▸ **Goal**:
Copy out the lines of the items below, word for word, from the line with "In this exercise you will locate the wooden" to the line with "[(63, 64), (64, 74), (1, 36)]". Include both of those lines.

▸ **Task material**:
-----

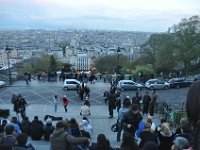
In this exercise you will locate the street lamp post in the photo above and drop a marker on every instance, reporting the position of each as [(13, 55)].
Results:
[(118, 67), (8, 59)]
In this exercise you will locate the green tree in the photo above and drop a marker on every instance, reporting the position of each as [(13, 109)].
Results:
[(187, 41), (52, 64), (110, 63)]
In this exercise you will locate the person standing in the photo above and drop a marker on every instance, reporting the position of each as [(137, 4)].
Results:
[(111, 103), (85, 109), (154, 98), (55, 101), (21, 103), (125, 108), (65, 102), (131, 120), (14, 102), (136, 99), (146, 102)]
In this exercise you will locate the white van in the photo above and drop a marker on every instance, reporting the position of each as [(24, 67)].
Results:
[(70, 84)]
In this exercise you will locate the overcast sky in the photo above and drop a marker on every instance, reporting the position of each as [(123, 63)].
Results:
[(130, 15)]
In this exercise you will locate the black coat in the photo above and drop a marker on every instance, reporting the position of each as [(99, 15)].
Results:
[(133, 119), (147, 136), (48, 129), (36, 130)]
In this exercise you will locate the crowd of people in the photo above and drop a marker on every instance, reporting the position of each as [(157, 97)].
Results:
[(136, 129)]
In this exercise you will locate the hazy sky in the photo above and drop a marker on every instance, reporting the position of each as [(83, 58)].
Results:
[(131, 15)]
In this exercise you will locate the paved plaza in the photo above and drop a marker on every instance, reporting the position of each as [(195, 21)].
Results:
[(39, 96)]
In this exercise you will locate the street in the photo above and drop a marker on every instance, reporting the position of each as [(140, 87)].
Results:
[(43, 92)]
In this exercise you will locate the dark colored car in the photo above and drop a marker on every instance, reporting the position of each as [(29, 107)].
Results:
[(179, 82), (197, 77)]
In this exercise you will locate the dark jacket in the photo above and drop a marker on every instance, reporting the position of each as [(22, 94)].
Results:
[(22, 147), (48, 130), (165, 141), (147, 136), (25, 127), (146, 100), (133, 119), (61, 140), (36, 130), (95, 146)]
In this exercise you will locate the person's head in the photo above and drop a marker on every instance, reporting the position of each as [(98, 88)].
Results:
[(60, 124), (87, 103), (25, 118), (9, 129), (4, 122), (149, 119), (19, 96), (126, 103), (80, 126), (21, 139), (154, 91), (48, 121), (150, 145), (180, 143), (135, 109), (101, 139), (128, 142), (85, 118), (36, 118), (163, 120), (147, 127), (14, 119), (165, 129)]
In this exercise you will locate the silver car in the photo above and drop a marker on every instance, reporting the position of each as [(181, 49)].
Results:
[(156, 84), (128, 85)]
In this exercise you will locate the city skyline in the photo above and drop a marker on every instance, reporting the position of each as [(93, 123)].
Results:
[(127, 15)]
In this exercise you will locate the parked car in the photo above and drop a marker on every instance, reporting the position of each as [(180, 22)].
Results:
[(2, 83), (179, 82), (156, 84), (128, 85), (71, 84), (197, 77)]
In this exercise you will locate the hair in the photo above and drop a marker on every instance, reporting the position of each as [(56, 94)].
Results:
[(150, 145), (9, 129), (181, 143), (193, 112), (14, 119), (128, 142), (165, 129), (126, 102), (87, 103), (163, 120), (36, 118), (149, 119), (102, 142), (60, 124), (73, 121), (134, 107), (21, 139), (26, 118)]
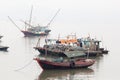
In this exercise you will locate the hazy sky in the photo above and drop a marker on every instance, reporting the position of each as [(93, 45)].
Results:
[(79, 11)]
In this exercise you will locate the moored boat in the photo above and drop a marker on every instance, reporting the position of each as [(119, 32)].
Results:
[(65, 64)]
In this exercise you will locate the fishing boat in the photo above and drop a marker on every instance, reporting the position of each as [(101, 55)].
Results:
[(31, 30), (64, 63), (61, 47), (3, 48)]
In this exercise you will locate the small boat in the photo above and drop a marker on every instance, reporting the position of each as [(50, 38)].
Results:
[(3, 48), (64, 64), (65, 74)]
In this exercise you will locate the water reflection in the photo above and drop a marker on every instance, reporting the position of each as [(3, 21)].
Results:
[(70, 74)]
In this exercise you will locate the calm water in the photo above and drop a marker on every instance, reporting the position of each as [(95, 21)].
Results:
[(18, 63)]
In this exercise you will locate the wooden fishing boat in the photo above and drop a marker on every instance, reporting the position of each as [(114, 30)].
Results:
[(63, 64), (64, 74), (1, 36)]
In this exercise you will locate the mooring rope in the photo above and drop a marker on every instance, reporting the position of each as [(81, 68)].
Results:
[(24, 66)]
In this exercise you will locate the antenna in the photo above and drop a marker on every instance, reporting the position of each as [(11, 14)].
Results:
[(53, 17)]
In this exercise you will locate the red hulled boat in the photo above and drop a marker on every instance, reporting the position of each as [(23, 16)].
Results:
[(61, 64)]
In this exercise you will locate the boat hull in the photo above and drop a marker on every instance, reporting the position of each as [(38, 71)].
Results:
[(64, 65)]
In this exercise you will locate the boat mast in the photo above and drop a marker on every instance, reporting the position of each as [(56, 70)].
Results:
[(14, 23), (53, 18), (30, 16)]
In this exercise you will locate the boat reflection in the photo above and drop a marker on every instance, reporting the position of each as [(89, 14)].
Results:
[(69, 74)]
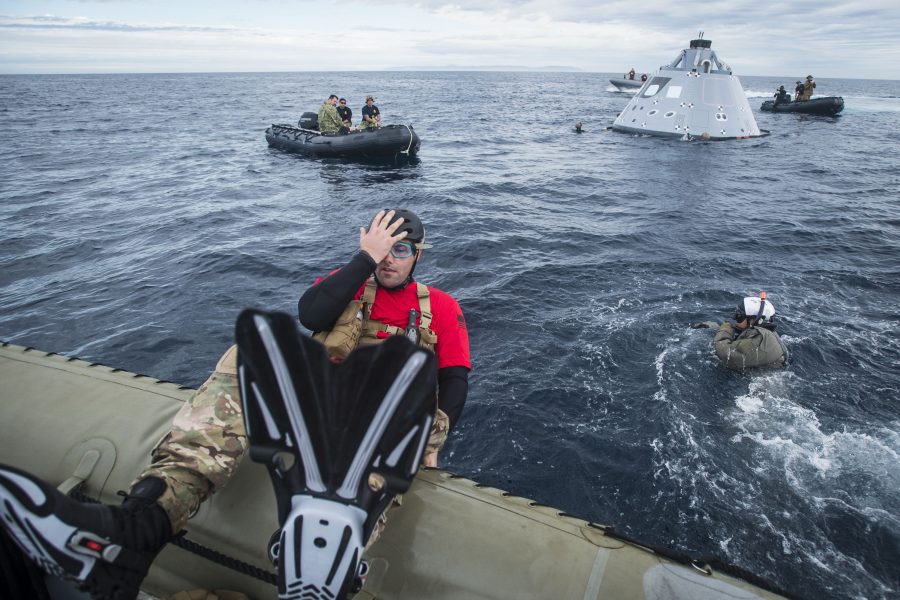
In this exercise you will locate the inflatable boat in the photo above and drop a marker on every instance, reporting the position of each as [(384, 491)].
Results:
[(89, 429), (828, 105), (391, 143), (627, 85)]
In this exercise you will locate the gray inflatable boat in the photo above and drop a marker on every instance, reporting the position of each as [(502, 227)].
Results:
[(89, 429)]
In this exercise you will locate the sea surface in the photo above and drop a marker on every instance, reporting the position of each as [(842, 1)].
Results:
[(141, 213)]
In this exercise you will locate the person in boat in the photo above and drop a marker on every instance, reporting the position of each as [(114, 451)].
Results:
[(752, 341), (208, 439), (371, 115), (344, 112), (781, 96), (329, 119), (808, 87)]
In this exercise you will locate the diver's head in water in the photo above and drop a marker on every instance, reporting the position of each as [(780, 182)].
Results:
[(396, 268)]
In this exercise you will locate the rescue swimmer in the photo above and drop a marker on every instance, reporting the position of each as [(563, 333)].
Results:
[(374, 296), (752, 341), (371, 298)]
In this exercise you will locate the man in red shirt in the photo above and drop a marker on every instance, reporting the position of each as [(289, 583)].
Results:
[(108, 549), (375, 296)]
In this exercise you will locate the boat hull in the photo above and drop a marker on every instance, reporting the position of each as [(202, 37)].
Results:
[(67, 420), (391, 143), (829, 105), (627, 85)]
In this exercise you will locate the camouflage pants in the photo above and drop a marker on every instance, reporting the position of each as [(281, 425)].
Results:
[(207, 442)]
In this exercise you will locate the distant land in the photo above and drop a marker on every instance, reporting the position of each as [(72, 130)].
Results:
[(553, 68)]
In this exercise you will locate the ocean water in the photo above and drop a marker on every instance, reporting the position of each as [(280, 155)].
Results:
[(141, 213)]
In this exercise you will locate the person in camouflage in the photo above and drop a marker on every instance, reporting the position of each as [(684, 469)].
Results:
[(329, 119), (208, 440)]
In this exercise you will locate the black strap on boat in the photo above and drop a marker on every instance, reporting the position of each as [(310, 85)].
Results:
[(208, 553)]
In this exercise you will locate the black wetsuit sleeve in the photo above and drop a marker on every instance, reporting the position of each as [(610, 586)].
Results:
[(453, 387), (321, 305)]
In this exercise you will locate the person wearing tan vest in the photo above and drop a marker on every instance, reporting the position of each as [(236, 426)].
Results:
[(374, 296)]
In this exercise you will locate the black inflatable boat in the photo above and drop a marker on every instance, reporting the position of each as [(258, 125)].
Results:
[(829, 105), (391, 143)]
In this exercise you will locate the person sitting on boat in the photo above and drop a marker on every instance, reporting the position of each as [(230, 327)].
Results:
[(808, 86), (752, 340), (371, 115), (208, 439), (781, 96), (344, 112), (329, 119)]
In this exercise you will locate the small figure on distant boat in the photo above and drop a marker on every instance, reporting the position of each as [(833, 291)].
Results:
[(781, 95), (344, 112), (808, 87), (329, 120), (371, 115), (751, 341)]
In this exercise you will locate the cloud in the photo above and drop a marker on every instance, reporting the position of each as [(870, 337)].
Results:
[(50, 22), (833, 39)]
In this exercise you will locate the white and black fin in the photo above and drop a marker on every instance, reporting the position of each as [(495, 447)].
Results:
[(339, 440)]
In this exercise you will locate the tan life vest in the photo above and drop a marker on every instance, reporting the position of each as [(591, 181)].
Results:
[(354, 328)]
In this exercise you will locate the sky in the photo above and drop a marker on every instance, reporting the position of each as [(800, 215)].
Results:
[(826, 38)]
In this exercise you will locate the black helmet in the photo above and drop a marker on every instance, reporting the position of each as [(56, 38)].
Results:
[(412, 225)]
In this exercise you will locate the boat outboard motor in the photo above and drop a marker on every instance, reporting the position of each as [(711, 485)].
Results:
[(308, 121)]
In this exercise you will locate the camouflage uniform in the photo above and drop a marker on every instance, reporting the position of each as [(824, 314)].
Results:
[(808, 88), (207, 442), (329, 120)]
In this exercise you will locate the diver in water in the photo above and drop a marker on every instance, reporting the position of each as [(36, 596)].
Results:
[(752, 340), (107, 550), (781, 96)]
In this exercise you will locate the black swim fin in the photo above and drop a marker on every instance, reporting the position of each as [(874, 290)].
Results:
[(339, 440)]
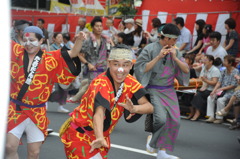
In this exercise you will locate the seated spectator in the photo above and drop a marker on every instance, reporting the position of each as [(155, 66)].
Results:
[(234, 100), (199, 24), (223, 90), (58, 41), (216, 50), (209, 76), (82, 25), (184, 40), (121, 38), (153, 35), (231, 42), (111, 30), (121, 26), (138, 36), (207, 29), (67, 42)]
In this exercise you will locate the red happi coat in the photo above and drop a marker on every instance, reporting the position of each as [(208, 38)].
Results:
[(52, 68), (77, 145)]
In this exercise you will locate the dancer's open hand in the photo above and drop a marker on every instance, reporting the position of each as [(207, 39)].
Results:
[(98, 143)]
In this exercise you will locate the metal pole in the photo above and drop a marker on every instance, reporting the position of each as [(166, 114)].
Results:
[(109, 3)]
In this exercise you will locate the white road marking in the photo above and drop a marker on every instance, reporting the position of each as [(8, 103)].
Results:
[(119, 147)]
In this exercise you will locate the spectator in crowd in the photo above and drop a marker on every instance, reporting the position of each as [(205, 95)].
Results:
[(207, 29), (129, 23), (40, 24), (138, 35), (94, 55), (59, 94), (67, 42), (111, 30), (234, 100), (236, 125), (231, 42), (82, 25), (184, 40), (199, 24), (187, 97), (216, 50), (223, 90), (153, 35), (19, 27), (209, 76), (121, 38), (121, 26), (57, 41)]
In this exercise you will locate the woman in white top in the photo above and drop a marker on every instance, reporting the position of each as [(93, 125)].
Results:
[(209, 75)]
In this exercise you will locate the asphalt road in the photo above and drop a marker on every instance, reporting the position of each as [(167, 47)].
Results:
[(196, 140)]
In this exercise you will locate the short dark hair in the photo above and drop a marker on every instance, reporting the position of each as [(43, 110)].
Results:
[(66, 36), (56, 34), (230, 59), (217, 61), (210, 58), (95, 20), (190, 57), (170, 29), (231, 23), (21, 22), (179, 20), (208, 28), (38, 36), (200, 23), (41, 20), (156, 22), (216, 35)]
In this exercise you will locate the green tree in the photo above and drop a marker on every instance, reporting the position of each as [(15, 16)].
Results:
[(127, 8)]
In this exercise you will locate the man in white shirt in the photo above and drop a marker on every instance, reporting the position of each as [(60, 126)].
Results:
[(129, 23), (184, 40), (82, 23), (216, 50)]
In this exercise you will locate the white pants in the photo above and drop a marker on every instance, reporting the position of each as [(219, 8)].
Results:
[(211, 106), (34, 134)]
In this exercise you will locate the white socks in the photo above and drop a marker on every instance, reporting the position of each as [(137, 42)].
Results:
[(162, 154), (148, 147)]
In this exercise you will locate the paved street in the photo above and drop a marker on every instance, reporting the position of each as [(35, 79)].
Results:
[(196, 140)]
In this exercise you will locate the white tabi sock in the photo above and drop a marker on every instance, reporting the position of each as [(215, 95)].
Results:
[(162, 154)]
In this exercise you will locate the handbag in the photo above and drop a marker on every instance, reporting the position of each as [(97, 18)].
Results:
[(149, 123), (221, 94)]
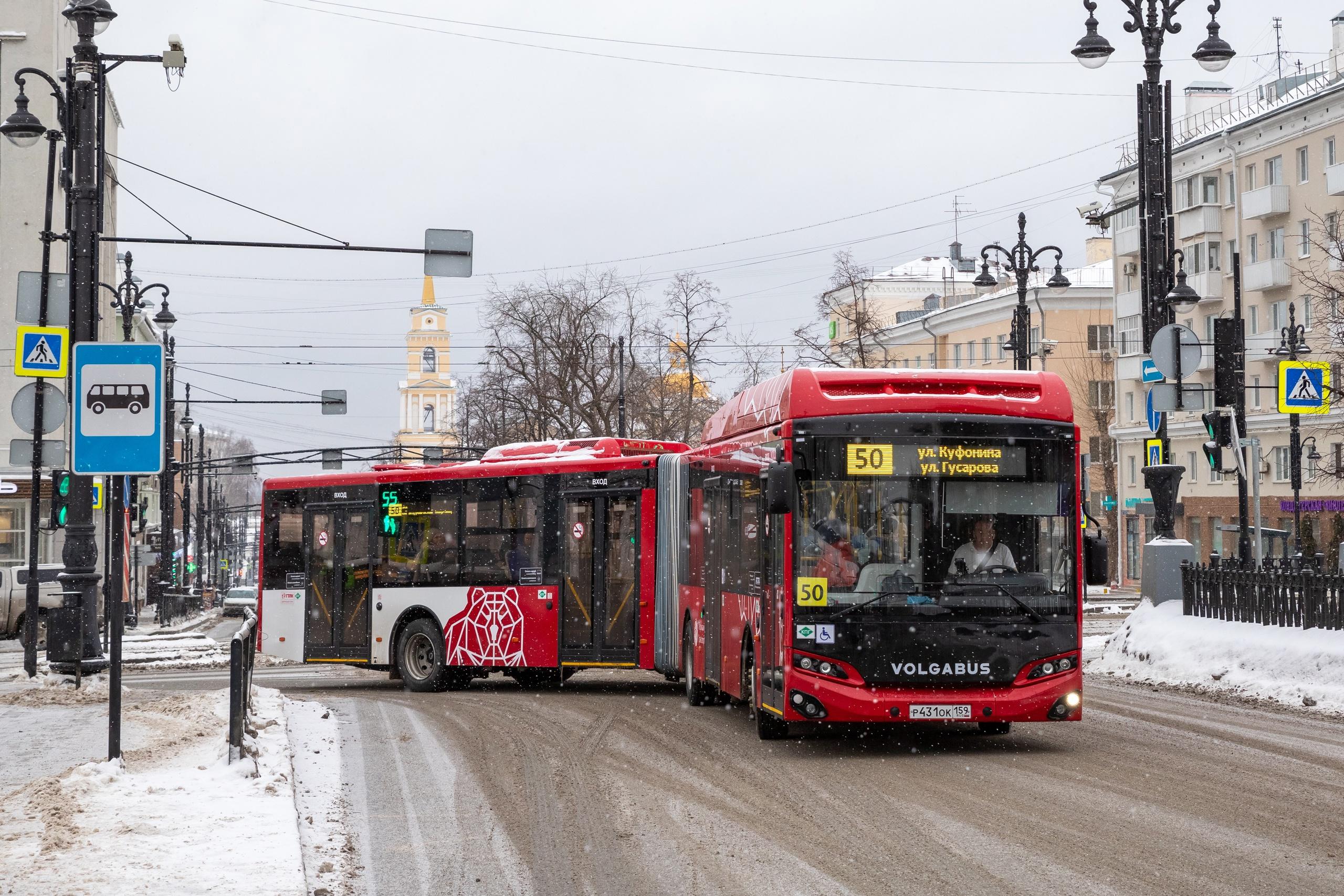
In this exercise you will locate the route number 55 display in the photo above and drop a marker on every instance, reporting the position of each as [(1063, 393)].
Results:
[(866, 458)]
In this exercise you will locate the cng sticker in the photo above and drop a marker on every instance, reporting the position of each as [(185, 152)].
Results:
[(812, 592)]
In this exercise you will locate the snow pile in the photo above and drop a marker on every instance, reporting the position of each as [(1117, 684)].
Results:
[(176, 818), (1294, 667)]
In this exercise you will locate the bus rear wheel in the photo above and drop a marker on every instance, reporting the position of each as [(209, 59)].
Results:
[(695, 692), (420, 657)]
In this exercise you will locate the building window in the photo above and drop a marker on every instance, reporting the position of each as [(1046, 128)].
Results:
[(1281, 464), (1101, 393), (1131, 333), (1278, 315), (1275, 171), (1210, 190), (1276, 244)]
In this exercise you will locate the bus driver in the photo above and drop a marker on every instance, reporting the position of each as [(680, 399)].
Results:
[(983, 553)]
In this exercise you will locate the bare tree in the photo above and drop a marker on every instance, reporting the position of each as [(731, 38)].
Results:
[(846, 304), (691, 321), (1092, 383)]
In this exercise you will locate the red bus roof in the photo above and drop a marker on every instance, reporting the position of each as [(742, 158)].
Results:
[(522, 458), (841, 392)]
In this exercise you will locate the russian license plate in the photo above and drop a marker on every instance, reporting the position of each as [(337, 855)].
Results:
[(940, 711)]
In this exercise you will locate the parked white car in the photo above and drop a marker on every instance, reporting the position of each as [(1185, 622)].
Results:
[(14, 594), (236, 599)]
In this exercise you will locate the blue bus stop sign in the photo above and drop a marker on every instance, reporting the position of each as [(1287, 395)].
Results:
[(119, 409)]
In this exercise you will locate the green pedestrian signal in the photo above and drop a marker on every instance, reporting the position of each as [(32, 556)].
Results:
[(61, 481)]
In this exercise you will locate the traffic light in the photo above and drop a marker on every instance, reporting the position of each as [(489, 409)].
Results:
[(59, 498), (1220, 429)]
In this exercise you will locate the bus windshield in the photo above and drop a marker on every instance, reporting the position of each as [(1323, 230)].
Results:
[(940, 529)]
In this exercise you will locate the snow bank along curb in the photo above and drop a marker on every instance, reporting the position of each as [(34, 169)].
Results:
[(1294, 667), (179, 818)]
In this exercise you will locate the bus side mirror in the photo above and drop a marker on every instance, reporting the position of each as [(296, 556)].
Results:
[(1095, 559), (779, 488)]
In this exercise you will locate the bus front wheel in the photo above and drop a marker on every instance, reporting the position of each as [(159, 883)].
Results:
[(420, 657)]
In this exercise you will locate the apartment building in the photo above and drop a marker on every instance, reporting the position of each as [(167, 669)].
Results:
[(1261, 172)]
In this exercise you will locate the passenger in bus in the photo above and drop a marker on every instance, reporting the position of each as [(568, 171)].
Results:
[(836, 559), (982, 553)]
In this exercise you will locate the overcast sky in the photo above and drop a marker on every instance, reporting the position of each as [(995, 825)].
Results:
[(558, 155)]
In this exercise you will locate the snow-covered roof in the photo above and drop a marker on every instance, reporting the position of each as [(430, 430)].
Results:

-----

▸ **Solution to this exercise**:
In this exercise you will locate the wooden fishing boat in the photo above and drop a marker on every instance, reporting the position of each as [(114, 30)].
Results:
[(63, 64), (64, 74), (1, 36)]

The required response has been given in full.